(Provided data)
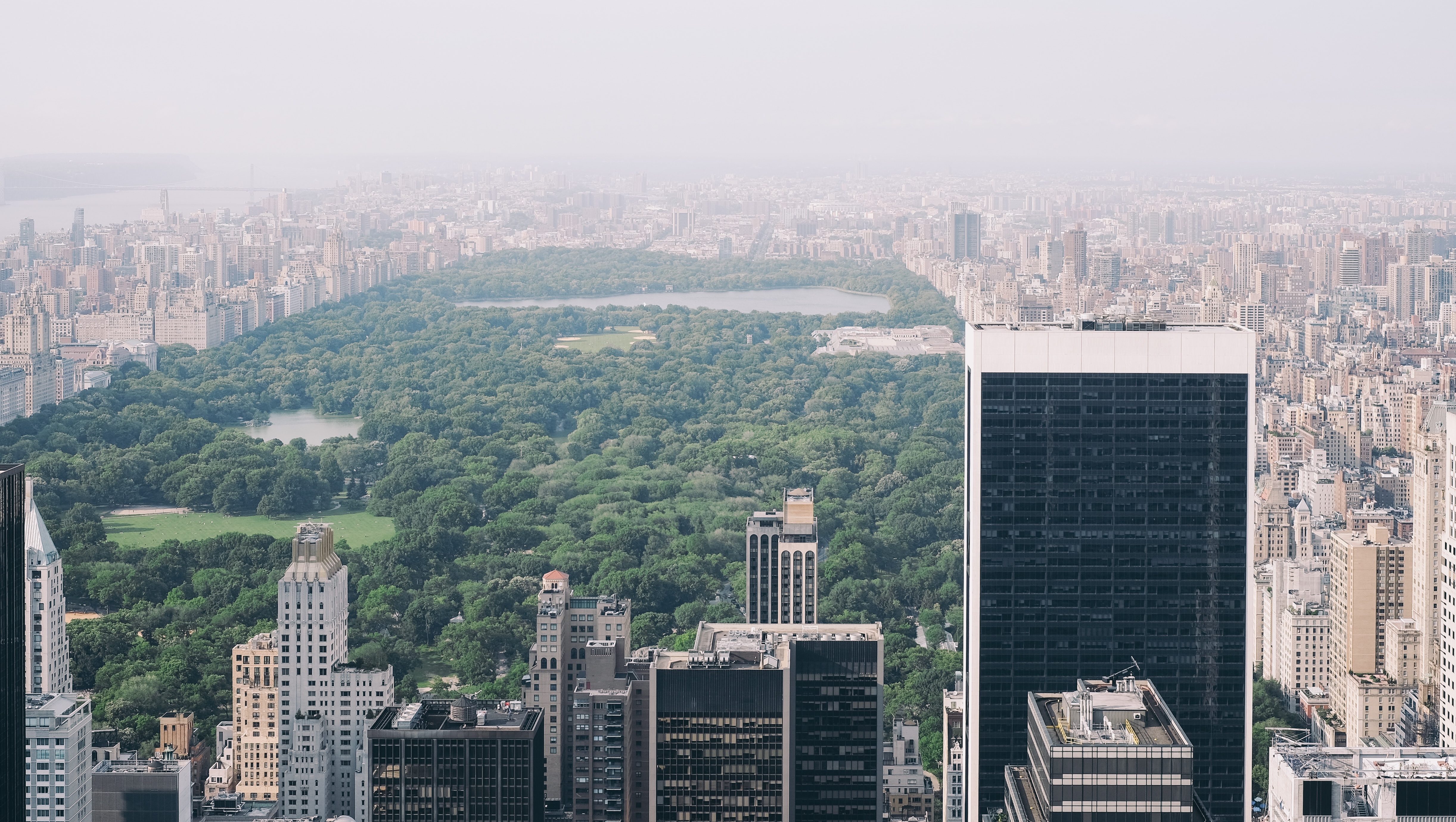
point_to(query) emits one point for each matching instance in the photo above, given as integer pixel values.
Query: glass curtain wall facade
(1107, 523)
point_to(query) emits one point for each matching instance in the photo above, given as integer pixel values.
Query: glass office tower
(1109, 469)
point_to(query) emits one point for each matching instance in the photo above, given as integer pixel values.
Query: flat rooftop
(1123, 714)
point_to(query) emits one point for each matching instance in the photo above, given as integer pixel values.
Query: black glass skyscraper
(14, 638)
(1107, 484)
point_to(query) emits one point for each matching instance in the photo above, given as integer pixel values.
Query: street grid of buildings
(1326, 507)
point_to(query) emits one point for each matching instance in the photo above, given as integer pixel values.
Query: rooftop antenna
(1133, 667)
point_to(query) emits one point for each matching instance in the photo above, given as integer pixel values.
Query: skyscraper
(46, 603)
(790, 719)
(464, 760)
(14, 628)
(1101, 467)
(782, 571)
(966, 235)
(1075, 248)
(318, 750)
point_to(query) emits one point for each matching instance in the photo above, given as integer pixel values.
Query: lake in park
(309, 424)
(813, 300)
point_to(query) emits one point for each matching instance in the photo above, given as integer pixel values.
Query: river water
(812, 300)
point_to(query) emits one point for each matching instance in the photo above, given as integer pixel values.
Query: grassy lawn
(616, 338)
(359, 529)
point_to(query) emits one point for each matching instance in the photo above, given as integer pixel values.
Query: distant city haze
(1230, 88)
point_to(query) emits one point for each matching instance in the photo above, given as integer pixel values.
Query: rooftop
(1125, 714)
(458, 715)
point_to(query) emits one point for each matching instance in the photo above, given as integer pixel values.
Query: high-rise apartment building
(953, 753)
(56, 740)
(582, 644)
(258, 719)
(1075, 248)
(15, 626)
(46, 604)
(790, 722)
(327, 703)
(966, 235)
(1096, 453)
(1366, 588)
(1427, 526)
(458, 760)
(782, 562)
(1350, 265)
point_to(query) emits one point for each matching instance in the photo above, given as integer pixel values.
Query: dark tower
(14, 628)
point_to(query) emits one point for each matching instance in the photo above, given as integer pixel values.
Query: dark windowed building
(1109, 470)
(458, 760)
(762, 727)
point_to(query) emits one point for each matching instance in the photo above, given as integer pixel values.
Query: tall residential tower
(1109, 476)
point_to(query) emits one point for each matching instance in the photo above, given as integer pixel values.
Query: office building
(258, 719)
(1376, 783)
(58, 763)
(158, 789)
(46, 604)
(1110, 751)
(953, 751)
(1094, 452)
(15, 626)
(782, 571)
(790, 719)
(966, 236)
(908, 789)
(324, 702)
(462, 760)
(582, 641)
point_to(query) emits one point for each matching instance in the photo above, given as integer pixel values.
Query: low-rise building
(59, 772)
(1371, 783)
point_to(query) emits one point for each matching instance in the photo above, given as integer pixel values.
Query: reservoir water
(309, 424)
(812, 300)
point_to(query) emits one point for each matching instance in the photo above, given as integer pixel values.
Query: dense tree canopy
(500, 456)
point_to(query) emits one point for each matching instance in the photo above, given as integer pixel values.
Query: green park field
(618, 338)
(359, 529)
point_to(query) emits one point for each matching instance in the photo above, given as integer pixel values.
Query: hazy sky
(964, 86)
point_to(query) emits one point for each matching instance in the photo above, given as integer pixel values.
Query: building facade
(793, 719)
(582, 641)
(464, 760)
(782, 571)
(46, 603)
(1097, 447)
(58, 769)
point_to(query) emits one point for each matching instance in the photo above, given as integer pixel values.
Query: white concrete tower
(46, 603)
(314, 606)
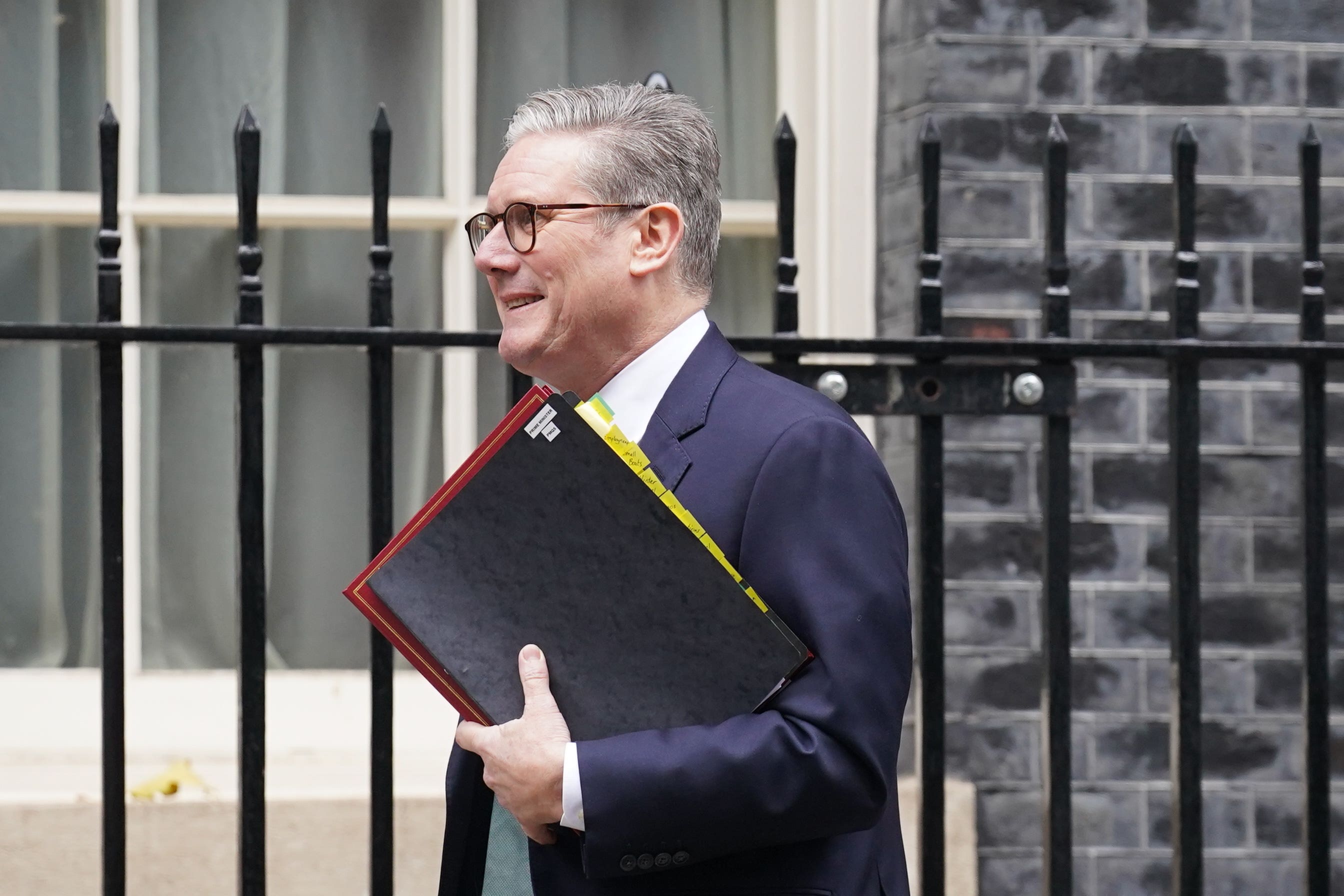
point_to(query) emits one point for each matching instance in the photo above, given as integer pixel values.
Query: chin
(520, 355)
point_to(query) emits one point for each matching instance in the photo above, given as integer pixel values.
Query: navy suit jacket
(802, 797)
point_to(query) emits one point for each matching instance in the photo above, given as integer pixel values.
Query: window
(314, 73)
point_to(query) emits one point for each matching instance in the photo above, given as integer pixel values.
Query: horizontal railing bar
(913, 347)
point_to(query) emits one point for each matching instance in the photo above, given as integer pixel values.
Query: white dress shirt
(634, 394)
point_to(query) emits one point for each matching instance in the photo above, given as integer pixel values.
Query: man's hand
(524, 760)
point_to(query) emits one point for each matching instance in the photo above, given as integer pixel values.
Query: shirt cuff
(572, 796)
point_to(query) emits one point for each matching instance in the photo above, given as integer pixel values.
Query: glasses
(520, 222)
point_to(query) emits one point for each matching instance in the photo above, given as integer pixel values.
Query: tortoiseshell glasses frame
(520, 222)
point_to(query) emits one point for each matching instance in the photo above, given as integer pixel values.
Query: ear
(658, 233)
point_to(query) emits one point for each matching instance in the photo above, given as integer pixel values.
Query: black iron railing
(1032, 376)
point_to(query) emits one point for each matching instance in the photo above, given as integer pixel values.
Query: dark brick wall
(1122, 74)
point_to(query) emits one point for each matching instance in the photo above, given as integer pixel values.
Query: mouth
(522, 302)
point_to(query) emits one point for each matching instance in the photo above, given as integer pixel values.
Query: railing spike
(786, 268)
(929, 132)
(1057, 132)
(1184, 135)
(659, 81)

(Requirement) Do not include images; quote all of the entries above exactly.

(Result)
point_to(query) emits one point for each matching instance in the photo above, given as integer pixel values.
Query: glass curtain wall facade
(1107, 523)
point_to(query) emits one point for each matching instance in the photo above, given as integer pixel values.
Query: glass office tower
(1109, 469)
point_to(query) emits one point for each matching instance in the photo above, given as integer pixel values.
Query: flat rooftop
(1123, 714)
point_to(query) emits one point for each matching instance in the photo above, given as integer pixel values.
Query: black glass skyscraper
(14, 638)
(1107, 484)
point_to(query) emits one point for each matching instance in the photo above, given as integer pixel values.
Query: street grid of buildings
(1326, 507)
point_to(query) emits one point for each matching instance in the photo above, given as integer pixel values.
Query: rooftop antenna
(1133, 667)
point_to(query) emits one point for each matching instance in the photo above, given as integer pixel values.
Query: skyscraper
(46, 603)
(790, 719)
(464, 760)
(14, 628)
(1101, 467)
(782, 571)
(966, 235)
(1075, 248)
(318, 750)
point_to(query) emits one point for each matching instance in the photo above, given as integer pixel values.
Query: lake in park
(309, 424)
(813, 300)
point_to(query) emits one point for each matching instance in the photo above, given as integer pixel values.
Query: river water
(812, 300)
point_to(query) emits one point for each matching instance in the photo above, given as integer pixel values.
Query: grassy lawn
(616, 338)
(359, 529)
point_to(query) emits one point for each matching instance in the photo above, given as integer pixel values.
Query: distant city haze
(1230, 88)
point_to(query) emits one point for each matching instance in the photo above, given as integer pixel values.
Query: rooftop
(1125, 714)
(458, 715)
point_to(query) emits one point for each matching instance in the photo above, given as integer pixel values.
Query: high-rise apartment building
(953, 753)
(56, 740)
(582, 644)
(258, 719)
(1075, 248)
(15, 626)
(46, 604)
(790, 722)
(327, 703)
(966, 235)
(1096, 453)
(1366, 588)
(1427, 526)
(458, 760)
(782, 562)
(1350, 265)
point_to(query) emits one point for each matching instance in the photo above, given as integer pixel values.
Query: dark tower
(14, 628)
point_to(query) emits one point for each matching instance in the photo above, given as integer pixel values.
Query: dark windowed building
(1109, 470)
(458, 760)
(762, 727)
point_to(query) emits one point for each matching instance in the photo above, given as integer pixel values.
Query: tall residential tower
(1109, 476)
point_to(query) emits one point for each matching instance in the photo above, given as integer pixel values.
Query: office building
(258, 719)
(1376, 783)
(58, 763)
(158, 789)
(46, 604)
(1110, 751)
(953, 751)
(1094, 452)
(15, 626)
(782, 571)
(790, 719)
(966, 236)
(908, 789)
(324, 702)
(462, 760)
(582, 641)
point_to(query) emits one point for each matching instance in the photo above, given as integer pixel values.
Query: low-rise building
(59, 772)
(1371, 783)
point_to(query) emits one point for each matching instance in the photo above, given as integer pixel values.
Query: reservoir water
(309, 424)
(812, 300)
point_to(query) emits one point for each matching instance in the photo above, given as integer pixel values.
Query: dense tree canopy
(500, 456)
point_to(query) emits one point for each matching instance in the photo above, given as integer pixel values.
Query: green park field
(618, 338)
(359, 529)
point_to(query) emits one point for each matching instance in the photo above, given as integer pixel values.
Query: hazy sky
(964, 86)
point_to(query) emits one point for each matching instance in the photo above, given as integer pixel values.
Query: building facade
(793, 719)
(582, 641)
(464, 760)
(782, 571)
(46, 603)
(1097, 447)
(58, 769)
point_to(query) emits one point for each matching instance in the photo above, given as integer pixel values.
Query: white concrete tower
(46, 603)
(314, 606)
point_to(query) emits one point for each matching instance in the photo above, given as integer pixel values.
Query: chin
(520, 355)
point_to(query) emits one point for each matching instance in the photo above, given as integer pixel values.
Query: navy suit jacket
(802, 797)
point_to(query) emits one point for each matching instance in the photo above, given as integer pixel values.
Query: window
(314, 73)
point_to(query) emits one point for each matching instance in the photo above, given as integer pixel values.
Query: horizontal railing bar
(913, 347)
point_to(query) emits one point for each matching instance in the photo above, given as integer pixel values.
Query: white dress shirt
(634, 394)
point_to(query) emits one point for each matching instance in the photo above, given as integer pixel values.
Query: man's hand
(524, 760)
point_to(query) emits one point for each matching instance in the photo above, given as integer pixel values.
Query: shirt cuff
(572, 796)
point_to(query) emits one point for each matching instance in the photo above, given as integer pixel values.
Query: glasses
(520, 222)
point_to(query) emits one point for each matching instance in the photo above, given as integer pixel values.
Query: tortoiseshell glasses frame
(520, 222)
point_to(query) emits one point for each matching instance in the photo above, given as integer pixel values.
Query: ear
(658, 233)
point_to(query) emits one point for each matching instance in the photo above, given as integer pixel values.
Query: black iron railing
(1032, 376)
point_to(query) emits one point for each matching instance in the photo above, given as integer pixel values.
Query: dark brick wall
(1122, 74)
point_to(query) emits one point for each matching instance in the photo above, given as integer pixel values.
Query: mouth
(522, 302)
point_to(query) emits one point for each matching instance in the photo above, given as integer pixel values.
Query: railing spike
(786, 268)
(929, 132)
(1057, 132)
(1184, 135)
(659, 81)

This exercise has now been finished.